*TASK GOAL*
Your task is to return all of the records exactly, minus any images.

EXCERPTED RECORDS section start

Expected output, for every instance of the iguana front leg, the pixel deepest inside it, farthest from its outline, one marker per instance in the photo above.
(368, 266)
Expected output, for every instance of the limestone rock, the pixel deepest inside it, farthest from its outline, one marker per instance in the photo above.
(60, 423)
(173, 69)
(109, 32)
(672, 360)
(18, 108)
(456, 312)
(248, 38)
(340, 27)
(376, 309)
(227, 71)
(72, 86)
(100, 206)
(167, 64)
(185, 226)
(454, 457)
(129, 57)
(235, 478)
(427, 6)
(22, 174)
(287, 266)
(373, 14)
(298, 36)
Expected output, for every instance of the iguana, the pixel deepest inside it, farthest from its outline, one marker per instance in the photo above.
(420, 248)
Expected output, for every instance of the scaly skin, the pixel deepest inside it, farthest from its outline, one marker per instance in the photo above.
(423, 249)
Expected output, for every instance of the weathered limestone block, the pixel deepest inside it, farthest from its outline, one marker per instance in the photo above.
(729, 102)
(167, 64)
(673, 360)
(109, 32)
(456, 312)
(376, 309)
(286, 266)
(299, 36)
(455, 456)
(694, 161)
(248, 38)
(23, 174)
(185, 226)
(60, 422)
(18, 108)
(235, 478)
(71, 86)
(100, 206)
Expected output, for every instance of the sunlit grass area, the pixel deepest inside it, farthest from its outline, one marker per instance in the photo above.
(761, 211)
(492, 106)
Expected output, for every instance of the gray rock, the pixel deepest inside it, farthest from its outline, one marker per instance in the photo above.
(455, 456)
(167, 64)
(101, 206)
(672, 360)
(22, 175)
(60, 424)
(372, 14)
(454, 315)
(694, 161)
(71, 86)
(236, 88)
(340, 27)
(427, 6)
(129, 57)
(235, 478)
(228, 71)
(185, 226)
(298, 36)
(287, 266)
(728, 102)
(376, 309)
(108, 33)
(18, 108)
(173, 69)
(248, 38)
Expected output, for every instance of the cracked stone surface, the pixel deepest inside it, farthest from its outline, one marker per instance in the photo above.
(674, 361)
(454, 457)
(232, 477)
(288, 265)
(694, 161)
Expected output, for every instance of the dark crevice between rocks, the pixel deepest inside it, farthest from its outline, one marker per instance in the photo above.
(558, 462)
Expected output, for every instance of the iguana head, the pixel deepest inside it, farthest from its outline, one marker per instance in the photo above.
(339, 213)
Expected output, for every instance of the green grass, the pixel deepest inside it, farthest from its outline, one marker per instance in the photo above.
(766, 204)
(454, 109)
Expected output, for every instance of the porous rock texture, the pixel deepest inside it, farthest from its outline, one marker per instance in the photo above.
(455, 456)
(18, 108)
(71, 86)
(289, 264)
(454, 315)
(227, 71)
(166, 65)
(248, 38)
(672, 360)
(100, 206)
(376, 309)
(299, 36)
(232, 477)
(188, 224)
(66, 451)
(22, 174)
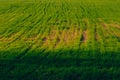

EXCERPTED RECORDS section end

*REPLY TO THE TASK*
Expected output, for every instance of the iguana front leg, the pixel deepest inside it, farthest from its outline, one marker per instance in the photo above.
(368, 266)
Expected output, for every instance of the limestone rock, the pixel deepest inside it, farthest from its outline, one marker per instance in the photo above.
(60, 423)
(173, 69)
(109, 32)
(672, 360)
(18, 108)
(456, 312)
(248, 38)
(340, 27)
(376, 309)
(227, 71)
(72, 86)
(100, 206)
(167, 64)
(185, 226)
(454, 457)
(129, 57)
(235, 478)
(427, 6)
(22, 174)
(287, 266)
(373, 14)
(298, 36)
Expected output, for every instance of the iguana, the pixel deepest inside it, farthest from its outline, one marker per instance in the photo above.
(420, 248)
Expected output, for every instance of the scaly skin, the pixel deepest inside it, farthest from its outline, one marker per instance in the photo above.
(423, 249)
Expected output, for every instance of the weathered limestone block, the pixel deepest inside it, farthest from its outline, one marker per instance in the photo above.
(729, 102)
(167, 64)
(673, 360)
(109, 32)
(456, 312)
(376, 309)
(286, 266)
(299, 36)
(455, 456)
(694, 161)
(248, 38)
(23, 174)
(185, 226)
(60, 422)
(18, 108)
(235, 478)
(71, 86)
(100, 206)
Expected output, for every instance of the sunlit grass area, the pixel deepest inside it, farthest from its outline, one marker per instance in the photo above.
(761, 211)
(492, 106)
Expected output, for every instance of the gray rock, the pixel deepest inside it, farthest from its outline, one marker per instance in the photo above.
(455, 456)
(167, 64)
(101, 206)
(672, 360)
(22, 175)
(60, 424)
(372, 14)
(454, 315)
(694, 161)
(71, 86)
(236, 88)
(340, 27)
(427, 6)
(129, 57)
(235, 478)
(228, 71)
(185, 226)
(298, 36)
(287, 266)
(728, 102)
(376, 309)
(108, 33)
(18, 108)
(173, 69)
(248, 38)
Expected output, for every instance of the cracked stone surface, the pixel deepest inside it, farthest from its outline, one marker per instance in the photo above.
(674, 361)
(454, 457)
(232, 477)
(288, 265)
(694, 161)
Expected output, for every instance of the dark crevice between rocks, the pixel deepest inside it, farthest from its outline, one marker per instance in the photo above.
(558, 462)
Expected output, for every instance of the iguana head, the pixel deepest inside it, farthest from its outline, one marker per instance in the photo above.
(339, 213)
Expected output, for every instance of the green grass, the pixel deepest inside it, farthest from its outline, one marker per instance in the photo above.
(766, 204)
(454, 109)
Expected output, for every instance of the porous rock texture, the pixel deepest inside it, farthest from its outline, one marker per instance in the photo above.
(455, 456)
(18, 108)
(71, 86)
(289, 264)
(454, 315)
(227, 71)
(166, 65)
(248, 38)
(672, 360)
(100, 206)
(376, 309)
(299, 36)
(232, 477)
(188, 224)
(66, 451)
(22, 174)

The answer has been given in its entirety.